» Problème posé A
D'après l'extrait sur le statut de gérant de succursales, répondez aux questions suivantes :
(i) À quelle date la décision de la chambre sociale a-t-elle été rendue ?
(ii) Quel article du code du travail porte sur le statut de gérant de succursales ?
(iii) Quels distributeurs indépendants sont cités entre parenthèses ?

» Extrait source

━━━━━━

Avocat Associé-Gérant - Docteur en droit

Cass. soc., 16 septembre 2015, n°14-17.371, Publié au Bulletin

Les notions d’« agrément du local » et de « prix imposés », au sens de l’article L.7321-2 du code du travail relatif au statut de gérant de succursales, s’apprécient largement pour la première et de manière distincte de celle issue du droit de la concurrence pour la seconde.

Ce qu’il faut retenir :

Les notions d’« agrément du local » et de « prix imposés », au sens de l’article L.7321-2 du code du travail relatif au statut de gérant de succursales, s’apprécient largement pour la première et de manière distincte de celle issue du droit de la concurrence pour la seconde.

Pour approfondir :

Au regard de la décision commentée (Cass. soc., 16 septembre 2015, n°14-17.371), publiée au Bulletin, les distributeurs indépendants (franchisés, affiliés, concessionnaires, etc.) devraient invoquer de plus en plus souvent les dispositions protectrices de l’article L.7321-2 du code du travail relatif au statut de gérant de succursales, tant il est vrai que, par cette décision, la Cour de cassation facilite les conditions d’application de ce texte, selon lequel est gérant de succursale toute personne :

 

« 1° Chargée, par le chef d’entreprise ou avec son accord, de se mettre à la disposition des clients durant le séjour de ceux-ci dans les locaux ou dépendances de l’entreprise, en vue de recevoir d’eux des dépôts de vêtements ou d’autres objets ou de leur rendre des services de toute nature ;

2° Dont la profession consiste essentiellement :

a) Soit à vendre des marchandises de toute nature qui leur sont fournies exclusivement ou presque exclusivement par une seule entreprise ;

b) Soit à recueillir les commandes ou à recevoir des marchandises à traiter, manutentionner ou transporter, pour le compte d’une seule entreprise, lorsque ces personnes exercent leur profession dans un local fourni ou agréé par cette entreprise et aux conditions et prix imposés par cette entreprise ».

━━━━━━

» Problème posé B
Modifiez les lignes du listing allant de son début jusqu'à la ligne contenant « target: white oval serving dish » incluse, en remplaçant « white » par « blue » et en laissant tout le reste inchangé. Ne redonnez que ces lignes.

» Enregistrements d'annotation
━━━━━━

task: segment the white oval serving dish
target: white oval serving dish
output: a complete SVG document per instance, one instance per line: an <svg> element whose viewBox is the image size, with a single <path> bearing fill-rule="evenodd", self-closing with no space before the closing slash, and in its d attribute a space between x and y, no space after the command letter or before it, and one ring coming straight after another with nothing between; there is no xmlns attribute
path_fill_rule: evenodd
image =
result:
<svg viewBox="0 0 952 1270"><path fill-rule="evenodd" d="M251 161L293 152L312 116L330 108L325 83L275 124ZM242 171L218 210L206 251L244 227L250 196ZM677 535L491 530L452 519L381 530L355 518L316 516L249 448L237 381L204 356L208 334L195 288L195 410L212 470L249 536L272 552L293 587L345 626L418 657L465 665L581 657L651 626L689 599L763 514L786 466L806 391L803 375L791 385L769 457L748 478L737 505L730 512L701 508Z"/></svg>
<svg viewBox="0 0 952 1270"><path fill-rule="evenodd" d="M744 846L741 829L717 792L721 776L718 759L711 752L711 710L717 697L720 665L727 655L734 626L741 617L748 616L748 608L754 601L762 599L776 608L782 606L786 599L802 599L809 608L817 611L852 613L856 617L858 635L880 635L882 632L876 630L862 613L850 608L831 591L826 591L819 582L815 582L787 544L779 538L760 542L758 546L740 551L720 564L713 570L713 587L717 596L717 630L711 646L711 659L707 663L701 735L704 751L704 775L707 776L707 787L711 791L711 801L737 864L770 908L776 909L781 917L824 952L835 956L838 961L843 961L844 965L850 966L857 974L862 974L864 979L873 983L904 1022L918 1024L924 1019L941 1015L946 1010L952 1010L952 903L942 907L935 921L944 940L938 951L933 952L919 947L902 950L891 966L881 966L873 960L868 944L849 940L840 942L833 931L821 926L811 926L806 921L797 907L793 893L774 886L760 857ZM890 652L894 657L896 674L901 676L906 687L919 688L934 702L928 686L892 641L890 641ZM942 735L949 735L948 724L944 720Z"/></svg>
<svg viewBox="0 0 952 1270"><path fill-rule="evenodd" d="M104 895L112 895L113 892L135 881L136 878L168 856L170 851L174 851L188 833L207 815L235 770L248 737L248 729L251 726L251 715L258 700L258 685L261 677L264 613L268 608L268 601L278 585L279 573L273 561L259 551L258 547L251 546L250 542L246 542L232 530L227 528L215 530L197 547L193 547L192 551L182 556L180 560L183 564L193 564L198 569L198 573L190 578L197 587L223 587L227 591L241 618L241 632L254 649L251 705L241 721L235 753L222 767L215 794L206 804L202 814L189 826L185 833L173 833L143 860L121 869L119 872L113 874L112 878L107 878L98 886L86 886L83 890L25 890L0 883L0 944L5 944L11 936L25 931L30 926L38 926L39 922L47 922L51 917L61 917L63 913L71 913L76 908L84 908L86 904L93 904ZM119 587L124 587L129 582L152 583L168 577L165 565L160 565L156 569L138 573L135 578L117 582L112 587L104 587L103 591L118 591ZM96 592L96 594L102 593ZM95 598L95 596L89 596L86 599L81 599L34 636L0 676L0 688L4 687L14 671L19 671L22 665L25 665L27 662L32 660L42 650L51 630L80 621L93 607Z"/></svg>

━━━━━━

» Résultat obtenu A
(i) Le 16 septembre 2015.
(ii) L'article L.7321-2.
(iii) Les franchisés, les affiliés et les concessionnaires.

» Résultat obtenu B
task: segment the blue oval serving dish
target: blue oval serving dish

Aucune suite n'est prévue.